■ **Brief**
Please count the lines in the material below that contain the word "jersey", with case counting, and give only the number.

■ **The input**
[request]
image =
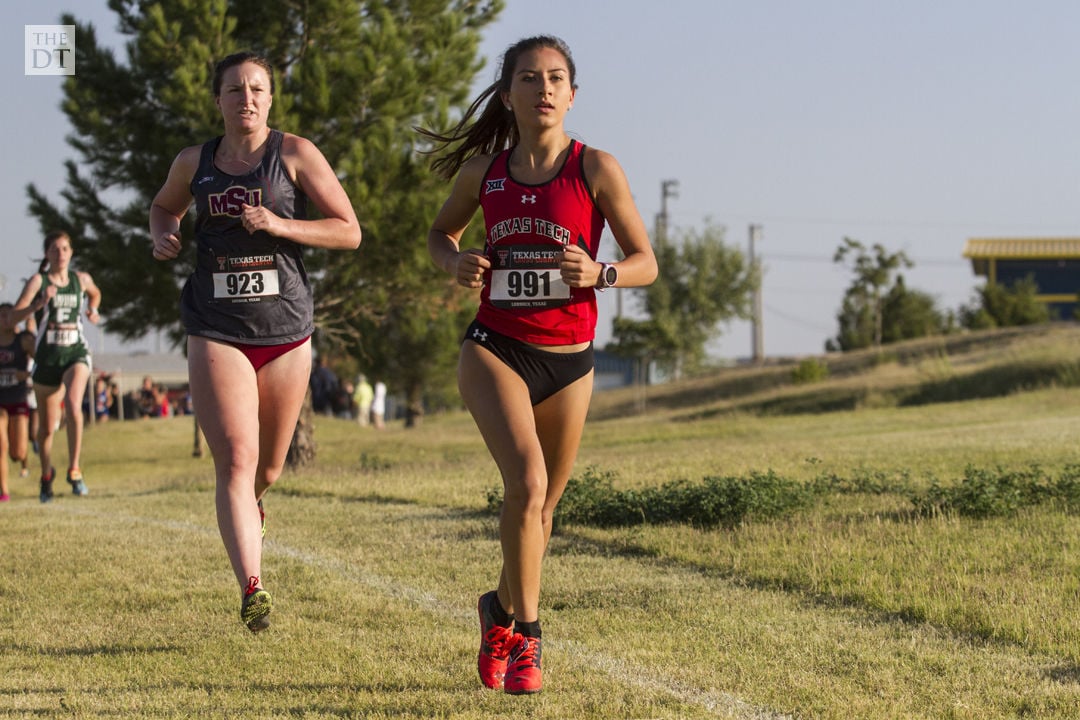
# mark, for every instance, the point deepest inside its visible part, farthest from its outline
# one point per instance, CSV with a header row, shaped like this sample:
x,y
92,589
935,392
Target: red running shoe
x,y
523,667
495,641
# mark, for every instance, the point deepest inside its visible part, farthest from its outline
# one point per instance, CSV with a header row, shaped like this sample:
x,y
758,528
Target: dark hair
x,y
240,58
495,128
50,239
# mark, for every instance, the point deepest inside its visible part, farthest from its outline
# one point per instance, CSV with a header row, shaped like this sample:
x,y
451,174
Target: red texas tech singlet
x,y
524,296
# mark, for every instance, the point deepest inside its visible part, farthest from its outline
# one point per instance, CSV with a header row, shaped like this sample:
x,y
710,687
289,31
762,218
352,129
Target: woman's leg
x,y
283,383
75,381
5,422
50,411
226,395
559,421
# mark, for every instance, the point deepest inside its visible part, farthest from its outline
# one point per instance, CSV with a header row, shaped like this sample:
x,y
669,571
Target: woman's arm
x,y
338,228
444,239
171,204
616,202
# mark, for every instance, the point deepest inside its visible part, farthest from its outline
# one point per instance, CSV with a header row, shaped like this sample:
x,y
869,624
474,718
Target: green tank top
x,y
59,322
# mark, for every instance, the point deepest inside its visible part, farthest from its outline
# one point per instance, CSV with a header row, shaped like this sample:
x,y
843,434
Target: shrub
x,y
809,370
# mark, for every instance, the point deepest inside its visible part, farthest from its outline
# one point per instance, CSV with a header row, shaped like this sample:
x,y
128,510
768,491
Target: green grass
x,y
121,605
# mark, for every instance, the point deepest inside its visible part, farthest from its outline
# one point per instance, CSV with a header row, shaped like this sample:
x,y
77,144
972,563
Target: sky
x,y
913,124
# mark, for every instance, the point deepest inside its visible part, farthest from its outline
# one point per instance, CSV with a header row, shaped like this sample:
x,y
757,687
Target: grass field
x,y
121,605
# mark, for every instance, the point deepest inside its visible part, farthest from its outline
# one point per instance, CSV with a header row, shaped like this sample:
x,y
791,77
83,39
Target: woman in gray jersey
x,y
247,308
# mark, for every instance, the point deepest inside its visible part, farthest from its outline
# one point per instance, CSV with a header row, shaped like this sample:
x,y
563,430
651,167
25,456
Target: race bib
x,y
62,336
246,279
527,276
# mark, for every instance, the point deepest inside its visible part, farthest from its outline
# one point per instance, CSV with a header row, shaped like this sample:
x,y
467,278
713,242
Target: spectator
x,y
324,385
362,396
103,398
379,405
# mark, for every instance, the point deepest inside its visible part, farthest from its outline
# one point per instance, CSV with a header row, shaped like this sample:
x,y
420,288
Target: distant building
x,y
1052,262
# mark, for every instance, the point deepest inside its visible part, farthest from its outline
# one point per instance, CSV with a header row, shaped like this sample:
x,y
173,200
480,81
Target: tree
x,y
354,77
862,313
1004,306
701,283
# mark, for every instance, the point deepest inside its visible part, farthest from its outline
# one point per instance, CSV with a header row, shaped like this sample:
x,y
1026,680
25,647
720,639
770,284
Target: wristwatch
x,y
609,275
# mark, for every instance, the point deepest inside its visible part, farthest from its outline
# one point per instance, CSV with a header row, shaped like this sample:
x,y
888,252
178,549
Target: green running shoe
x,y
78,487
46,486
255,609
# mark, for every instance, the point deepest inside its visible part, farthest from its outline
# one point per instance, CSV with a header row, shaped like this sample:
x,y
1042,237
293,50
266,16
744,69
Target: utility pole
x,y
666,190
757,330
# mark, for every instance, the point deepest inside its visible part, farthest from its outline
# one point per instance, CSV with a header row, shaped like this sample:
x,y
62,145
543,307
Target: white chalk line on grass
x,y
719,703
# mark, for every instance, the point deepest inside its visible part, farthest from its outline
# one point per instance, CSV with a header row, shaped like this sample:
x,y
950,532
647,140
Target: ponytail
x,y
495,128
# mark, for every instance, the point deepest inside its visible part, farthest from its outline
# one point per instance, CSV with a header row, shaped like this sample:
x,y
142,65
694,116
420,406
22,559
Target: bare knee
x,y
525,498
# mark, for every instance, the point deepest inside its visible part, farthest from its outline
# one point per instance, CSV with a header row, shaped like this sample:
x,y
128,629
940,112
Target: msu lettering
x,y
231,201
528,226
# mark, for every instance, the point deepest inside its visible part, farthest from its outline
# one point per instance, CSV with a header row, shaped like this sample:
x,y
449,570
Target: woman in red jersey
x,y
526,365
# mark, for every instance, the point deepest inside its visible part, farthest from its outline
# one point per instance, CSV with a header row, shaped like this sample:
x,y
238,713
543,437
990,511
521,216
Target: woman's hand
x,y
166,246
577,268
256,217
469,268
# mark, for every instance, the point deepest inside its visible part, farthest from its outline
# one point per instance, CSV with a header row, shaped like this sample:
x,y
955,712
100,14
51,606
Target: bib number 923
x,y
230,285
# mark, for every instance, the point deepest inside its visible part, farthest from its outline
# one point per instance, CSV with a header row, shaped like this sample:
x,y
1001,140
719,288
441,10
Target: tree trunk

■ **Finished exercise**
2